━━━━━ Extracted material
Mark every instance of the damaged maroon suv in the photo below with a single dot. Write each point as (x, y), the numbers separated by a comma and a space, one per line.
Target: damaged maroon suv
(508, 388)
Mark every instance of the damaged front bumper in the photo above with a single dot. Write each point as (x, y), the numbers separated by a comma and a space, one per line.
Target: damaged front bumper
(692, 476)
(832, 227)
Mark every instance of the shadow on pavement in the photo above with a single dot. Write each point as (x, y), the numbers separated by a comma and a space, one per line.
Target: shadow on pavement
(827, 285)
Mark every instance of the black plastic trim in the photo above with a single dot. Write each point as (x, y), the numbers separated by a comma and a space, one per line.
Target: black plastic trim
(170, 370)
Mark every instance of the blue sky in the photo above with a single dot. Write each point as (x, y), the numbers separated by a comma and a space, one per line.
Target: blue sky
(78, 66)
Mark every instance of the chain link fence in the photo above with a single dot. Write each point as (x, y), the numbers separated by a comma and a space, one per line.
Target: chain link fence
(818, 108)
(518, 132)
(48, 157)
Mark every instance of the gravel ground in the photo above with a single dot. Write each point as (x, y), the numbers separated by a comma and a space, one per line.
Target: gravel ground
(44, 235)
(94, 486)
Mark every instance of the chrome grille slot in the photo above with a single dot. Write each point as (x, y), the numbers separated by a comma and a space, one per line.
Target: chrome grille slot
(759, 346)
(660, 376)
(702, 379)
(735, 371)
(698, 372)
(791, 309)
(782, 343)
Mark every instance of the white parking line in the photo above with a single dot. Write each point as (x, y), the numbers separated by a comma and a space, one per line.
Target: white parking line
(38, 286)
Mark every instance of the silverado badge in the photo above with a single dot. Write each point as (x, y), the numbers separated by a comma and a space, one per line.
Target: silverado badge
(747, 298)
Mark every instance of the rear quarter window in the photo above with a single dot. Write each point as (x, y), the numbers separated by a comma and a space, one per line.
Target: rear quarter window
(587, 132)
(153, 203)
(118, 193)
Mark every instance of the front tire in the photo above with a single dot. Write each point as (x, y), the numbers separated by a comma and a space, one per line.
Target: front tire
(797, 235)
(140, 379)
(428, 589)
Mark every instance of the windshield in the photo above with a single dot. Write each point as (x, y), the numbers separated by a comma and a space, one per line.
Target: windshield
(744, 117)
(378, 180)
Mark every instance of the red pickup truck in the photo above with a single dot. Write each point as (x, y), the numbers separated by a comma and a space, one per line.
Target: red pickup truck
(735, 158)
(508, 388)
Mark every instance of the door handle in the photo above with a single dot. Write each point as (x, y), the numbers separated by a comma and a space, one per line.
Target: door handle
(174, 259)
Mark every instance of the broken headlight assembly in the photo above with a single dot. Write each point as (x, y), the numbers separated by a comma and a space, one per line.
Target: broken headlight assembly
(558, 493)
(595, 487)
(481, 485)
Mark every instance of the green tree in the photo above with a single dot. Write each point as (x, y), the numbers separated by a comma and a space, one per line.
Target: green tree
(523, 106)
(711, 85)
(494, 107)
━━━━━━━━━━
_The task:_
Keep every word the same. Retype all the material.

_Answer to this exercise:_
Mark every instance of the damaged maroon suv in the photo below with a single dot. Write each point as (x, y), the numbers separated by a comma and a space, one per line.
Target: damaged maroon suv
(508, 388)
Mark every instance of the damaged front bumper in the photo above with a single dot. Write each point as (x, y), the numbers separated by a comma and a space, one per line.
Target: damaged front bumper
(692, 476)
(832, 227)
Mark every instance of the shadow on pavement in the photo above with a single dot. Write each point as (x, y), the numbers separated by a comma and a space, one per line.
Target: shadow on pavement
(827, 285)
Mark every instance of the black plastic trim in the photo above with a single dot. Write each point as (x, y), the numbers separated by a comma and a space, one per line.
Target: black plastic trim
(170, 370)
Mark every instance of the blue sky in the photo above with a single dot. Write each point as (x, y), the numbers separated by a comma and a space, one per line.
Target: blue sky
(78, 66)
Mark every instance of the chain link fence in the photo above with a single dot. Write each point as (x, y), the numbers separated by a comma and a space, one per line.
Target: chain link fence
(818, 108)
(518, 132)
(48, 157)
Mark every instance of the gravel ground in the photo above with a single dot. Write each point as (x, y), the numbers separated by a comma and a space, one per line.
Target: gravel ground
(44, 235)
(94, 486)
Mark every instance of the chrome grille slot in the photo above with a single dot. Write each point as (x, y), the numbers separated by a comma and a space, one per line.
Target: chrome grille slot
(759, 346)
(660, 376)
(702, 379)
(735, 371)
(698, 372)
(791, 309)
(782, 343)
Mark every instance of the white parking line in the photo above with a single dot. Write each point as (x, y), the numbers separated by a comma and a space, one per line.
Target: white parking line
(38, 286)
Mark every instance of the silverado badge in the photo above with a single dot. Write each point as (x, y), the numbers separated by a comma and a space, one per line.
Target: silverado badge
(747, 298)
Mark every instance of the rear quarter window in the photo above with a single dot. Write each point as (x, y), the numbers separated by a comma and a space, one per line.
Target: rear quarter window
(587, 132)
(153, 203)
(118, 193)
Mark every instance of the front tire in the photo above with a single dot. Write each point as (x, y), the numbers separated by a comma and a space, one per line.
Target: front tire
(797, 235)
(140, 379)
(428, 589)
Mark every instance of the windshield in the photo above with a single dot. Write each point as (x, y), the numbers separated by a comma and a space, one per line.
Target: windshield
(744, 117)
(378, 180)
Mark every instance of the red pickup truck in the photo above with a single dot. Write each point as (x, y), the numbers separated by a comma and a space, one per line.
Target: red pickup truck
(735, 158)
(508, 388)
Mark every instance of the door handle in the photo above with a single dot. Write each point as (x, y), the numbers separated by a comma and a space, one per line.
Target: door handle
(174, 259)
Mark every instance of the broken headlight assembly in the photo above with a single dot. Write each point as (x, y), the numbers separated by a comma and a space, one per line.
Target: broken headlight assembly
(558, 493)
(595, 487)
(481, 485)
Mark every instance of the green tree in the photo above with a single dot. Write each point as (x, y), the numbers separated by a comma and a space, one per line.
Target: green tree
(523, 106)
(711, 85)
(494, 107)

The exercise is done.